(Entries provided Opens)

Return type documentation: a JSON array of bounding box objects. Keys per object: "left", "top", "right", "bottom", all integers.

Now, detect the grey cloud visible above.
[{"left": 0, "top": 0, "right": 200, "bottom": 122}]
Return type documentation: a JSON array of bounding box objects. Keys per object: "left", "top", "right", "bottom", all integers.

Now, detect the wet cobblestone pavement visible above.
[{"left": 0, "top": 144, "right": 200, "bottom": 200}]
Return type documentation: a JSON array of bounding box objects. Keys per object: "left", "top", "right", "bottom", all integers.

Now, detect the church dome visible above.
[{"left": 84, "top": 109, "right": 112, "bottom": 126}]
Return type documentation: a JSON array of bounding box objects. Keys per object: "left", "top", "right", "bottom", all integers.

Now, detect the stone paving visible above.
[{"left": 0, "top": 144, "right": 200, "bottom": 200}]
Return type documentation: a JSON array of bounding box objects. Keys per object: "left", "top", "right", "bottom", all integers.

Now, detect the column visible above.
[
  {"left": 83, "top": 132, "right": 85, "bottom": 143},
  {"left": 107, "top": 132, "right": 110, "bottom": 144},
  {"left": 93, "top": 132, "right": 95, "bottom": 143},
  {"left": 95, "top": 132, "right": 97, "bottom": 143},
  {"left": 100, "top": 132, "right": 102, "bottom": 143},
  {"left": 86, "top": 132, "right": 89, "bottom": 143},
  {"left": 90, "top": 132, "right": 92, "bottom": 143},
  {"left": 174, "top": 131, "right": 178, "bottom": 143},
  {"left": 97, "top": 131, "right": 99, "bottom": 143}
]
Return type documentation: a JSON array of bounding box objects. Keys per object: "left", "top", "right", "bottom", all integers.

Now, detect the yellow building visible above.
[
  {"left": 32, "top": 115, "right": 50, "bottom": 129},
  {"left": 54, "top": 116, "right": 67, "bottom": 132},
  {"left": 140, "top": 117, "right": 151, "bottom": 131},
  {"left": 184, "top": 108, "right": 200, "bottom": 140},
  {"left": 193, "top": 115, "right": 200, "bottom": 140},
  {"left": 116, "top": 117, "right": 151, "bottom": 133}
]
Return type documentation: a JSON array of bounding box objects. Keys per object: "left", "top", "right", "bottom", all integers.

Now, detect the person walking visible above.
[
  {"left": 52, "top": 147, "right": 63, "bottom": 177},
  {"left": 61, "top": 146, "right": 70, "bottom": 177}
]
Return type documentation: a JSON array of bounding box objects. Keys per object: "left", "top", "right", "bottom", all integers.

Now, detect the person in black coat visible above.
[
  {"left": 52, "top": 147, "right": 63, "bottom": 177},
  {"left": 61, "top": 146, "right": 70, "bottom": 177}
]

(Entries provided Closes)

Make sure that every entry above is copied out exactly as it stands.

> [Response area]:
Return type documentation: a JSON array of bounding box objects. Keys per object: "left", "top", "right", "bottom", all integers.

Now, detect the grey cloud visible above.
[{"left": 0, "top": 0, "right": 200, "bottom": 122}]
Return type documentation: a JSON array of bounding box objects. Keys per object: "left", "top", "right", "bottom", all integers.

Now, detect the wet cobblestone pavement visible above.
[{"left": 0, "top": 144, "right": 200, "bottom": 200}]
Return type documentation: a JSON array of bounding box objects. Keys per object: "left", "top", "right", "bottom", all integers.

Now, detect the church dome visible above.
[{"left": 84, "top": 109, "right": 112, "bottom": 126}]
Return type documentation: a JSON array of bounding box objects. Keys per object: "left", "top", "right", "bottom", all integers.

Now, detect the stone paving visible above.
[{"left": 0, "top": 144, "right": 200, "bottom": 200}]
Return type documentation: a JSON array of bounding box objects. Keys per object: "left", "top", "right", "bottom", all integers.

Now, detect the column visible above.
[
  {"left": 83, "top": 132, "right": 85, "bottom": 143},
  {"left": 107, "top": 132, "right": 110, "bottom": 144},
  {"left": 93, "top": 132, "right": 95, "bottom": 143},
  {"left": 95, "top": 132, "right": 97, "bottom": 143},
  {"left": 100, "top": 132, "right": 102, "bottom": 143},
  {"left": 86, "top": 132, "right": 89, "bottom": 143},
  {"left": 90, "top": 132, "right": 92, "bottom": 143},
  {"left": 174, "top": 131, "right": 178, "bottom": 143},
  {"left": 97, "top": 131, "right": 99, "bottom": 143}
]
Return type documentation: a JSON array of bounding box objects. Keys per object: "left", "top", "right", "bottom", all integers.

Now, detect the yellow building visible above.
[
  {"left": 32, "top": 115, "right": 50, "bottom": 129},
  {"left": 54, "top": 116, "right": 67, "bottom": 132},
  {"left": 140, "top": 117, "right": 151, "bottom": 131},
  {"left": 184, "top": 108, "right": 200, "bottom": 140},
  {"left": 193, "top": 115, "right": 200, "bottom": 140},
  {"left": 116, "top": 117, "right": 151, "bottom": 133}
]
Return type documentation: a JSON array of bounding box objects. Keys per object: "left", "top", "right", "bottom", all integers.

Now, detect the person walking visible above.
[
  {"left": 52, "top": 147, "right": 63, "bottom": 177},
  {"left": 61, "top": 146, "right": 70, "bottom": 177}
]
Return type documentation: a JSON array of bounding box objects. Keys per object: "left", "top", "right", "bottom", all integers.

Now, detect the person in black coat visible above.
[
  {"left": 52, "top": 147, "right": 63, "bottom": 177},
  {"left": 61, "top": 146, "right": 70, "bottom": 177}
]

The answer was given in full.